-- BEGIN --
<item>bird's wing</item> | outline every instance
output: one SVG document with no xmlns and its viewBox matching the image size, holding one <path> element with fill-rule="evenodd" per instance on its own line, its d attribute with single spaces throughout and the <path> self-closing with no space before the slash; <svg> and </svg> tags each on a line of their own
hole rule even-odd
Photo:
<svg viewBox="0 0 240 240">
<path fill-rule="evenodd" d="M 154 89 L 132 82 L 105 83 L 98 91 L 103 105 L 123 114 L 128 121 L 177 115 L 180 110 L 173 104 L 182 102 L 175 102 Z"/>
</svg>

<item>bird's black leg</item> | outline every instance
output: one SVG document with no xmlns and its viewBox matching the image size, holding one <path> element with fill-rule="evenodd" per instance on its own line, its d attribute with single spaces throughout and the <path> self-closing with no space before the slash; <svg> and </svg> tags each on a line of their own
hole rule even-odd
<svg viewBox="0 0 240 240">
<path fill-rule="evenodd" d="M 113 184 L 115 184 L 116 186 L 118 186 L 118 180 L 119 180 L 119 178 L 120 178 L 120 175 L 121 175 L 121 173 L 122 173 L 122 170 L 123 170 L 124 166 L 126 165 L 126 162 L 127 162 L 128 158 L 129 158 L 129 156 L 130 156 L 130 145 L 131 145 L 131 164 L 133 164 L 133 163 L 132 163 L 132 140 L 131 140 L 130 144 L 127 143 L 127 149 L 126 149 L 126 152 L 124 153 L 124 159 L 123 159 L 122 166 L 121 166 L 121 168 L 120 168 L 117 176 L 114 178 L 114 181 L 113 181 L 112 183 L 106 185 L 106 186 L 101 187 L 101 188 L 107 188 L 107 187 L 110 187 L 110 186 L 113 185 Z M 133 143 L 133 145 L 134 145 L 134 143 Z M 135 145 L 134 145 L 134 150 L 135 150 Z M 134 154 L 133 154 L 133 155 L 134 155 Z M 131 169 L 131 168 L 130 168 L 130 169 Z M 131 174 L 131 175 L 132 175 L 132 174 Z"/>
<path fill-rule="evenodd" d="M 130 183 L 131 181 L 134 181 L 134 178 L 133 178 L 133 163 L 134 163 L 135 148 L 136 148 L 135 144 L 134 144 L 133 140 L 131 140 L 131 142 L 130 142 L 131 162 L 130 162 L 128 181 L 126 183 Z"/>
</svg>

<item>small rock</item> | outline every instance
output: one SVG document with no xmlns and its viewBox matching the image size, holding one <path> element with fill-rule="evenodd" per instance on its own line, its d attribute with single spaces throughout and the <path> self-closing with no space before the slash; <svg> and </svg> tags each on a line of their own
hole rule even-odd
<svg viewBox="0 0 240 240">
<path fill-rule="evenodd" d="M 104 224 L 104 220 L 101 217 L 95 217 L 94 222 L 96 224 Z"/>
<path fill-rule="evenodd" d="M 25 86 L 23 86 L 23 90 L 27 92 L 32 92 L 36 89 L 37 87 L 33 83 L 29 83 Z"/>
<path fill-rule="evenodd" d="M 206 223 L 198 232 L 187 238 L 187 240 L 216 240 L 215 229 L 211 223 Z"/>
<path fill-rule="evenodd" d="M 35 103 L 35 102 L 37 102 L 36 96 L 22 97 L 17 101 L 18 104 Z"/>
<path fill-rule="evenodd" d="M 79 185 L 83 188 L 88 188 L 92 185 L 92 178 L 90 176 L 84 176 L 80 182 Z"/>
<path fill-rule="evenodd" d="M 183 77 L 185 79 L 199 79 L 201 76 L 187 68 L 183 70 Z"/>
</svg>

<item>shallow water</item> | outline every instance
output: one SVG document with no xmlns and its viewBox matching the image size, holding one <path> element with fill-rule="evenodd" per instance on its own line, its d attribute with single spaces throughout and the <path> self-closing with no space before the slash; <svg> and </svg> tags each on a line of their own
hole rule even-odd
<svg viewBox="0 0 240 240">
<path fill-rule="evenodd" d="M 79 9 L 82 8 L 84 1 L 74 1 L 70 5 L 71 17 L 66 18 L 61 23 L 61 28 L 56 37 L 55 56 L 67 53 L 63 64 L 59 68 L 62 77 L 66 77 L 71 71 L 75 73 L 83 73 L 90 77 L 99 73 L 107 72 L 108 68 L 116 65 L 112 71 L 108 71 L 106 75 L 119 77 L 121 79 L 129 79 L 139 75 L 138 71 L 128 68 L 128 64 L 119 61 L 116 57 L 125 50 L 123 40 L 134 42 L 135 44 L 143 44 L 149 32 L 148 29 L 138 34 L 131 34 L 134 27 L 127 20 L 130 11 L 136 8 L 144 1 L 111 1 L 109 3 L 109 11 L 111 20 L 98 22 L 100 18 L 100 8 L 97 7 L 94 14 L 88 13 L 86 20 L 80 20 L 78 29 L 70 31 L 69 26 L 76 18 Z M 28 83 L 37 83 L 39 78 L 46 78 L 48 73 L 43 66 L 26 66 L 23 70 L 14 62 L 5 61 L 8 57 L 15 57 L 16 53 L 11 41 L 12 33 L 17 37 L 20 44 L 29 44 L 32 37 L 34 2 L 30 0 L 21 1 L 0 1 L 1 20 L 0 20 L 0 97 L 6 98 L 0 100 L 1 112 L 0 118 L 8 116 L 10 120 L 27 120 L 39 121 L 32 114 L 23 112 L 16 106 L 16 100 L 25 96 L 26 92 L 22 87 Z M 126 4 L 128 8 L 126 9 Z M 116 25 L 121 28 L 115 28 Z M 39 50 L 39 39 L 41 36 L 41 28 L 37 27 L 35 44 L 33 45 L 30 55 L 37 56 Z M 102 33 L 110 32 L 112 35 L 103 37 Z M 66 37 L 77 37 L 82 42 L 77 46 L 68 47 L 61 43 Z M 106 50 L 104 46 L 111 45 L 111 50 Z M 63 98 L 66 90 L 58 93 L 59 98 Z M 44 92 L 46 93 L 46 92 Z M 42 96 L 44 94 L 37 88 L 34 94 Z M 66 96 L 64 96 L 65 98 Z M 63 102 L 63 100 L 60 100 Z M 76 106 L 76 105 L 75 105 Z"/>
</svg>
-- END --
— PROBLEM TO WORK ON —
The records above need to be transcribed in full. Keep every character unchanged.

— EXERCISE RESULT —
<item>bird's wing</item> | outline every instance
output: one SVG document with no xmlns and its viewBox matching the image size, holding one <path> element with fill-rule="evenodd" per instance on its own line, its d attribute with single spaces throughout and the <path> self-closing with no space before the slash; <svg> and </svg> tags each on a line of their own
hole rule even-odd
Photo:
<svg viewBox="0 0 240 240">
<path fill-rule="evenodd" d="M 154 89 L 132 82 L 105 83 L 98 91 L 103 105 L 123 114 L 128 121 L 177 115 L 180 110 L 173 104 L 182 102 L 175 102 Z"/>
</svg>

<item>bird's black leg</item> | outline every instance
output: one SVG document with no xmlns and its viewBox matching the image size, holding one <path> element with fill-rule="evenodd" per instance on its own line, its d attribute with single spaces throughout and the <path> self-closing with no space before the slash; <svg> and </svg> tags each on a line of their own
hole rule even-odd
<svg viewBox="0 0 240 240">
<path fill-rule="evenodd" d="M 113 184 L 115 184 L 116 186 L 118 186 L 118 180 L 119 180 L 119 178 L 120 178 L 120 175 L 121 175 L 121 173 L 122 173 L 122 170 L 123 170 L 124 166 L 126 165 L 126 162 L 127 162 L 128 158 L 129 158 L 129 156 L 130 156 L 130 145 L 131 145 L 131 164 L 133 164 L 133 163 L 132 163 L 132 140 L 131 140 L 130 144 L 127 143 L 127 149 L 126 149 L 126 152 L 124 153 L 124 159 L 123 159 L 122 166 L 121 166 L 121 168 L 120 168 L 117 176 L 114 178 L 114 181 L 113 181 L 112 183 L 106 185 L 106 186 L 101 187 L 101 188 L 107 188 L 107 187 L 110 187 L 110 186 L 113 185 Z M 133 143 L 133 145 L 134 145 L 134 143 Z M 135 145 L 134 145 L 134 150 L 135 150 Z M 134 154 L 133 154 L 133 155 L 134 155 Z M 131 169 L 131 168 L 130 168 L 130 169 Z M 131 174 L 131 175 L 132 175 L 132 174 Z"/>
<path fill-rule="evenodd" d="M 130 183 L 131 181 L 134 181 L 134 178 L 133 178 L 133 163 L 134 163 L 135 148 L 136 148 L 135 144 L 134 144 L 133 140 L 131 140 L 131 142 L 130 142 L 131 162 L 130 162 L 128 181 L 126 183 Z"/>
</svg>

<item>small rock</item> | outline every instance
output: one SVG document with no xmlns and its viewBox matching the image size, holding one <path> element with fill-rule="evenodd" per instance on its own line, its d attribute with single spaces throughout and the <path> self-closing with no space before the slash; <svg> and </svg> tags each on a line of their own
hole rule even-odd
<svg viewBox="0 0 240 240">
<path fill-rule="evenodd" d="M 104 224 L 104 220 L 101 217 L 95 217 L 94 222 L 96 224 Z"/>
<path fill-rule="evenodd" d="M 25 86 L 23 86 L 23 90 L 27 92 L 32 92 L 36 89 L 37 87 L 33 83 L 29 83 Z"/>
<path fill-rule="evenodd" d="M 206 223 L 198 232 L 187 238 L 187 240 L 216 240 L 215 229 L 211 223 Z"/>
<path fill-rule="evenodd" d="M 35 103 L 35 102 L 37 102 L 36 96 L 22 97 L 17 101 L 18 104 Z"/>
<path fill-rule="evenodd" d="M 79 185 L 83 188 L 88 188 L 92 185 L 92 178 L 90 176 L 84 176 L 80 182 Z"/>
<path fill-rule="evenodd" d="M 183 77 L 185 79 L 199 79 L 201 76 L 187 68 L 183 70 Z"/>
</svg>

<item>shallow water</item> | outline every instance
output: one SVG document with no xmlns and its viewBox matching the image size, holding one <path> element with fill-rule="evenodd" per instance on its own line, its d attribute with single spaces throughout and the <path> self-closing with no space before the slash; <svg> and </svg> tags each on a line of their own
hole rule even-odd
<svg viewBox="0 0 240 240">
<path fill-rule="evenodd" d="M 79 9 L 82 8 L 84 1 L 74 1 L 70 5 L 71 17 L 66 18 L 61 23 L 61 28 L 56 37 L 55 56 L 67 53 L 63 64 L 59 68 L 62 77 L 66 77 L 71 71 L 75 73 L 83 73 L 90 77 L 99 73 L 107 72 L 108 68 L 116 65 L 112 71 L 108 71 L 106 75 L 119 77 L 121 79 L 129 79 L 139 75 L 138 71 L 128 68 L 128 64 L 119 61 L 116 57 L 125 50 L 123 40 L 134 42 L 135 44 L 143 44 L 149 32 L 148 29 L 138 34 L 131 34 L 134 27 L 127 20 L 130 11 L 136 8 L 144 1 L 111 1 L 109 3 L 109 11 L 111 20 L 98 22 L 100 18 L 100 8 L 97 7 L 94 14 L 88 13 L 86 20 L 80 20 L 78 29 L 70 31 L 69 26 L 76 18 Z M 28 83 L 37 83 L 39 78 L 46 78 L 48 73 L 43 66 L 26 66 L 23 70 L 14 62 L 5 61 L 8 57 L 15 57 L 16 53 L 11 41 L 12 33 L 17 37 L 20 44 L 29 44 L 32 37 L 34 2 L 30 0 L 21 1 L 0 1 L 1 20 L 0 20 L 0 97 L 6 98 L 0 100 L 1 112 L 0 118 L 8 116 L 10 120 L 27 120 L 39 121 L 32 114 L 23 112 L 16 106 L 16 100 L 25 96 L 26 92 L 22 87 Z M 126 4 L 128 8 L 126 9 Z M 116 25 L 121 28 L 115 28 Z M 39 50 L 39 39 L 41 36 L 41 28 L 37 27 L 35 44 L 33 45 L 30 55 L 37 56 Z M 102 33 L 110 32 L 112 35 L 103 37 Z M 66 37 L 77 37 L 82 42 L 77 46 L 68 47 L 61 43 Z M 106 50 L 104 46 L 111 45 L 111 50 Z M 63 98 L 66 90 L 58 93 L 59 98 Z M 44 92 L 46 93 L 46 92 Z M 42 96 L 44 94 L 37 88 L 34 94 Z M 66 96 L 64 96 L 65 98 Z M 63 102 L 63 100 L 60 100 Z M 76 106 L 76 105 L 75 105 Z"/>
</svg>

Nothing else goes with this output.